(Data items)
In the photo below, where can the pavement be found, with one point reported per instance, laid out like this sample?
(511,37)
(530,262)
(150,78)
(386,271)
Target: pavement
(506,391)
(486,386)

— THE EXERCISE —
Convert each line of the data above into a Markdown table with two columns, Row and Line, numbering the rows in order and skipping any blank lines.

— TASK RESULT —
| Row | Line |
|---|---|
| 1 | In the photo below, where can the pavement be found, with one point reported per instance, laid out like this sample? |
| 2 | (511,37) |
| 3 | (530,262) |
| 4 | (150,78) |
| 5 | (386,271) |
| 6 | Target: pavement |
| 7 | (506,391) |
| 8 | (486,386) |